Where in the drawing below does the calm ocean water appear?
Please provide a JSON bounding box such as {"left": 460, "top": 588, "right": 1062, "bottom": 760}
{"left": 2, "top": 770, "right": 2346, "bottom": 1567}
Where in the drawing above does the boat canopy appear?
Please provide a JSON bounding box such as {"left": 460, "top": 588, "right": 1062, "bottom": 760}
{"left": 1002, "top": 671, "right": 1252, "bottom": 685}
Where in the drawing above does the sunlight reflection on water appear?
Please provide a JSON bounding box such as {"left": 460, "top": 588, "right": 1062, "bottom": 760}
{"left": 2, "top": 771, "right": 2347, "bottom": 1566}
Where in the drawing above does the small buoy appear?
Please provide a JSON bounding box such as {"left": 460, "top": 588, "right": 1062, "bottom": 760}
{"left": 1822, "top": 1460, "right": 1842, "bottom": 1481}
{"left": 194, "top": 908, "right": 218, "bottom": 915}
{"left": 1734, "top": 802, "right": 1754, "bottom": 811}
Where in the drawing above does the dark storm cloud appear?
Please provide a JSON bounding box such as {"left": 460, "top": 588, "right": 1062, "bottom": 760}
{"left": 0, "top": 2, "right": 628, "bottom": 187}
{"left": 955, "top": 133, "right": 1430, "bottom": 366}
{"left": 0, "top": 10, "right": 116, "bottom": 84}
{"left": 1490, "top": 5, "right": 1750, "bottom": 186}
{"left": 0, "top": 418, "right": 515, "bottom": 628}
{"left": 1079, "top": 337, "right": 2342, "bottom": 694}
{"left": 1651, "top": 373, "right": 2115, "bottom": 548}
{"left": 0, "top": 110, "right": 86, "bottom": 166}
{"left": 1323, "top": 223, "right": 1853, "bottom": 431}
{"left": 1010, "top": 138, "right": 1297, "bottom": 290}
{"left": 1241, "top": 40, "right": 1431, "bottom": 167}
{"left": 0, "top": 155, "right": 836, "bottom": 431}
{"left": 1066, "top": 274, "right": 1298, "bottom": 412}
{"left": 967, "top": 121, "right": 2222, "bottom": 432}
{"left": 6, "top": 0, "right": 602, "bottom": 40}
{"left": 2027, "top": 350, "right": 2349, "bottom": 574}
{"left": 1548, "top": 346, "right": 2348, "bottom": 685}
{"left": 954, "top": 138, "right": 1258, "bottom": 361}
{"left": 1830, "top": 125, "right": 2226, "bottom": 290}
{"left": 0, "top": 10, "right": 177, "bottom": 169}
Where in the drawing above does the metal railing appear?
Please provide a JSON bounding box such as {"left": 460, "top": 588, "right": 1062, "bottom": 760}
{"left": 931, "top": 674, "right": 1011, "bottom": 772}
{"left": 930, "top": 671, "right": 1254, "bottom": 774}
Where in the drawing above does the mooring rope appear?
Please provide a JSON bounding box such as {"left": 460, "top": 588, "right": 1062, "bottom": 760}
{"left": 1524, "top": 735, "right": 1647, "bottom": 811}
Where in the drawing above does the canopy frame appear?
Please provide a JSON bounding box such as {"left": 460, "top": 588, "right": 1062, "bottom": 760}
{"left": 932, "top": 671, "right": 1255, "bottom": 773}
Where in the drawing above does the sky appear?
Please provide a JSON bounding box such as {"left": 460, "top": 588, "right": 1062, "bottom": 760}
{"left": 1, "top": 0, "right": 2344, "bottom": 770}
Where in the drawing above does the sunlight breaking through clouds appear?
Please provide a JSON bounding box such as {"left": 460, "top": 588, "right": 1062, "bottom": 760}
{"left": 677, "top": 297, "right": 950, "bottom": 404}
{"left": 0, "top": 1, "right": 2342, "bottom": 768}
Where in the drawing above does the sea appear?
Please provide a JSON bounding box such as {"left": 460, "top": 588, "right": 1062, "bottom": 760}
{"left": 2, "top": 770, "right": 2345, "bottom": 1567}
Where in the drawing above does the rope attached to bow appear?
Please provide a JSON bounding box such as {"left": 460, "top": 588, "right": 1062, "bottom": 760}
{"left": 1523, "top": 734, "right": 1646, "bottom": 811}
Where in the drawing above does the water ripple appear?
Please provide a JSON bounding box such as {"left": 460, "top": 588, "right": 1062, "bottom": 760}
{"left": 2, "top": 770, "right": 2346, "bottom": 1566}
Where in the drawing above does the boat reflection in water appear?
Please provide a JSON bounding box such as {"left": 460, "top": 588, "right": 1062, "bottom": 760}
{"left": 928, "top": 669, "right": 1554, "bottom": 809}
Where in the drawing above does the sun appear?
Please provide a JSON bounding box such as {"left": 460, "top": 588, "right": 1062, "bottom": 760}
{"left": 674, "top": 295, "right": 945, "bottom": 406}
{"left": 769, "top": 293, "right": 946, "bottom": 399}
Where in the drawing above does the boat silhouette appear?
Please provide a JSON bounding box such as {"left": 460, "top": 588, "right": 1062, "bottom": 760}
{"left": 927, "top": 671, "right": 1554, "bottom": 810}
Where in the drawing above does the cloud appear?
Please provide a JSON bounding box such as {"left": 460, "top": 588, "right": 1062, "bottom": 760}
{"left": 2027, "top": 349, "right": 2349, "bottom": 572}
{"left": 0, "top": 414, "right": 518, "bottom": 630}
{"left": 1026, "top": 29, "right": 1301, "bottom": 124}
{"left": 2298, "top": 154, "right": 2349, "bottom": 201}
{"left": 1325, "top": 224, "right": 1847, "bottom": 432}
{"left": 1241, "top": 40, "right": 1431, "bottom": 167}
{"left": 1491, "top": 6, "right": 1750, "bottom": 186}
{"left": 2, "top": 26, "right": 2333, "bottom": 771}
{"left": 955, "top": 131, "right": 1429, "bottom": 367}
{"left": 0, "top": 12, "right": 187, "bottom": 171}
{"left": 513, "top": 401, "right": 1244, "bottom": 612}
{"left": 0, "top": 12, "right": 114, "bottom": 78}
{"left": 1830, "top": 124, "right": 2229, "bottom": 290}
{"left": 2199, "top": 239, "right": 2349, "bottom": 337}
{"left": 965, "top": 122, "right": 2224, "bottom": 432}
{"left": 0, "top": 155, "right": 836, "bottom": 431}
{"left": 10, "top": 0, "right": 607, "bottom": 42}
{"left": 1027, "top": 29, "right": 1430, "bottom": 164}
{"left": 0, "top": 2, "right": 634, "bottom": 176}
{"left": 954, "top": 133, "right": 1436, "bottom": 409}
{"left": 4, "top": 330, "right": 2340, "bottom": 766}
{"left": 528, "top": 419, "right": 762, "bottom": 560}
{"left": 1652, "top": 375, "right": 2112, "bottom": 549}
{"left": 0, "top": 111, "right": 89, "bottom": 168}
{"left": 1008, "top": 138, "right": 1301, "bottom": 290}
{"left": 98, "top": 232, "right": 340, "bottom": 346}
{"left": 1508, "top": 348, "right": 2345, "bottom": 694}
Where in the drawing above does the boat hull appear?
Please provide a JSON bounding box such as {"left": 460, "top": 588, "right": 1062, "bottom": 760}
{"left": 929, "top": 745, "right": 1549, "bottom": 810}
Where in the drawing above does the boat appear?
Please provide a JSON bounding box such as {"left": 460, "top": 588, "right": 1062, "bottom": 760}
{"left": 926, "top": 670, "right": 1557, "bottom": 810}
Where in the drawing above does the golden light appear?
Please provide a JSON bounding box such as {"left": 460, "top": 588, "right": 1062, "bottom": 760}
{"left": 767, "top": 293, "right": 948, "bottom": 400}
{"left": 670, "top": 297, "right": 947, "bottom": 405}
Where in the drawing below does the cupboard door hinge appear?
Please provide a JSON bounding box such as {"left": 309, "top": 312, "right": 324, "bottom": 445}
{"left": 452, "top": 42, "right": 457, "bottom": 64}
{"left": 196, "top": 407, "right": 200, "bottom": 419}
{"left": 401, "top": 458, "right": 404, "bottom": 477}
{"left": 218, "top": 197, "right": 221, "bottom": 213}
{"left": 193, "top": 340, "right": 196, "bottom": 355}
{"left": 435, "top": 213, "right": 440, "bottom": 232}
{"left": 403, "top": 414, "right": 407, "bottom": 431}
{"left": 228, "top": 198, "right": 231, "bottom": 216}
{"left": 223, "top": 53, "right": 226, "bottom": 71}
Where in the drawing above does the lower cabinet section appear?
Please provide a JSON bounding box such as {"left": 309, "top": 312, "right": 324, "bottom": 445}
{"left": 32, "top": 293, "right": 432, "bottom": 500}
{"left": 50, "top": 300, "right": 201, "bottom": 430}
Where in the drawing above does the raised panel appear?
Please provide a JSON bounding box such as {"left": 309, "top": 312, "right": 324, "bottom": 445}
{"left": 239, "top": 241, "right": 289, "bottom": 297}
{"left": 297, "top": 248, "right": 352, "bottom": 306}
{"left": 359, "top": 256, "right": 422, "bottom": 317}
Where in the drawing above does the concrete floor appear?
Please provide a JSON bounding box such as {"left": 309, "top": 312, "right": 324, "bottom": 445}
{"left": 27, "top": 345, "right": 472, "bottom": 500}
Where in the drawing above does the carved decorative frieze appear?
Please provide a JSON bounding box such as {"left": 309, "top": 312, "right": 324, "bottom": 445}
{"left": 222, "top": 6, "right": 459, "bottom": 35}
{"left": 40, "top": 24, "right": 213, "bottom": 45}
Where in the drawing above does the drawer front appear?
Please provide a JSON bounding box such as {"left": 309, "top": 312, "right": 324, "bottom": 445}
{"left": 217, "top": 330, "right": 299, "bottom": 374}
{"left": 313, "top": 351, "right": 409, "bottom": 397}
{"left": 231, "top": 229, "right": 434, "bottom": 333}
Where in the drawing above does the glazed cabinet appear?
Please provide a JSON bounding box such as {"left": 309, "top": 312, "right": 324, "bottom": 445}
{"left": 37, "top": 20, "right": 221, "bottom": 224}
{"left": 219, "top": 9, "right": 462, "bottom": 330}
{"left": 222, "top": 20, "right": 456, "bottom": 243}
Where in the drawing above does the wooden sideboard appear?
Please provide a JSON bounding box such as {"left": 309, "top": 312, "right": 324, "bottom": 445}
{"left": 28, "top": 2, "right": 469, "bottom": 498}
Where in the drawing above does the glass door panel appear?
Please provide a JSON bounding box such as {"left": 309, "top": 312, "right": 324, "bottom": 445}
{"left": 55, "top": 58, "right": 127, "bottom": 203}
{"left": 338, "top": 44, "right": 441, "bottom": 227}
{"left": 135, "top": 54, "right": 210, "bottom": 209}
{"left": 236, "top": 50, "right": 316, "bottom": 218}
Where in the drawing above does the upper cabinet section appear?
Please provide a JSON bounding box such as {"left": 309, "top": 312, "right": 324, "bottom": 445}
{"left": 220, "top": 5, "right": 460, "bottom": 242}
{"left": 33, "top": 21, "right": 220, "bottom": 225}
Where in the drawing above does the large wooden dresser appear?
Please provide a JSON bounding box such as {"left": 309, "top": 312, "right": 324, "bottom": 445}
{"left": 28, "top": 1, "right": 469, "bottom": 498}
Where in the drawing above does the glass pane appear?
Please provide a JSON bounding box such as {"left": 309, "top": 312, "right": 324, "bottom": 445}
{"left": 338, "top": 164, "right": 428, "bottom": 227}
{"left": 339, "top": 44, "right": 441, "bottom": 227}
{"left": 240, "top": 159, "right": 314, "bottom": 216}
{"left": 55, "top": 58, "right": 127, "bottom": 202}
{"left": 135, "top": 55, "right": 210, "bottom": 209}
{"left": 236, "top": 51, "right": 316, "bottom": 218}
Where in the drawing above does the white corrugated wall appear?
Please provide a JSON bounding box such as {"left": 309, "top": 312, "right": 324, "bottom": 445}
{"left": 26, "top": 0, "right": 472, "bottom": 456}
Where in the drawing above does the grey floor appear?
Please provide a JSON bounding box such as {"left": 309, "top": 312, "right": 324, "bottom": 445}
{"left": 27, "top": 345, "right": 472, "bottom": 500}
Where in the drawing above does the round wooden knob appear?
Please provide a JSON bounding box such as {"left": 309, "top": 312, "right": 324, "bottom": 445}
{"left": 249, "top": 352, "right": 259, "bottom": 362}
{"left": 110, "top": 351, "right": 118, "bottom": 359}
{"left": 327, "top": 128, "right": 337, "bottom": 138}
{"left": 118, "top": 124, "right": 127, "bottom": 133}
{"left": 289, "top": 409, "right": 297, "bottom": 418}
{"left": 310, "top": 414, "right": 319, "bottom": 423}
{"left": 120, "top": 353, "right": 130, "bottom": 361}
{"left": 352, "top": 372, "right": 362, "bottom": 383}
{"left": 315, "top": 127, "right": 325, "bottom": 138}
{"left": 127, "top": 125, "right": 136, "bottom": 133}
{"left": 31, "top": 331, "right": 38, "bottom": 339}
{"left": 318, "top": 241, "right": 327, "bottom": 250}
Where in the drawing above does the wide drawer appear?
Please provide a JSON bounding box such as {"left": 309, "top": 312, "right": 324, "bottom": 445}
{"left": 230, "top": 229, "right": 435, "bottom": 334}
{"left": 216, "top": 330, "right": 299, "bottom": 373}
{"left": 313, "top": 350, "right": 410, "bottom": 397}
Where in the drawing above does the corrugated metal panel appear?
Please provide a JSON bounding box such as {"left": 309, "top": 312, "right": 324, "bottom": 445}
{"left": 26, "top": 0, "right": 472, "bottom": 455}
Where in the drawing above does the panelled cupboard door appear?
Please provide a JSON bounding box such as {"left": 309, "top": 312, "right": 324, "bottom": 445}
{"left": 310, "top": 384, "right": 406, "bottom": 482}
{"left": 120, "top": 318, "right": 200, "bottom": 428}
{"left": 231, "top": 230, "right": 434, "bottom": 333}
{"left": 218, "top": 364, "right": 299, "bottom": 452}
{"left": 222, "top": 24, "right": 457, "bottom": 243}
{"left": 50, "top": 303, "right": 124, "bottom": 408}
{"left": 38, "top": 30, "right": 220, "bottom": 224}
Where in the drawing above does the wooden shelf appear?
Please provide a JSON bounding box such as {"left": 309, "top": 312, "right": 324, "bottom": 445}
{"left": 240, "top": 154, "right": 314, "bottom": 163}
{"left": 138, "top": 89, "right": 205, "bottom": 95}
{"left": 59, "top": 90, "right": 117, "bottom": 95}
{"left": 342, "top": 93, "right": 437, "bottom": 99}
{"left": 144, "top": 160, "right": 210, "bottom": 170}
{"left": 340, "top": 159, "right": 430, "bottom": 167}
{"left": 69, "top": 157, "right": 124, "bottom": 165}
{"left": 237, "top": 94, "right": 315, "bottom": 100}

■ Requirement ■
Check each line of the listing for "below". Show those that have it.

■ Response to the exercise ■
Where in the drawing below does the calm ocean water appear?
Where in the drawing below does the cupboard door hinge appear?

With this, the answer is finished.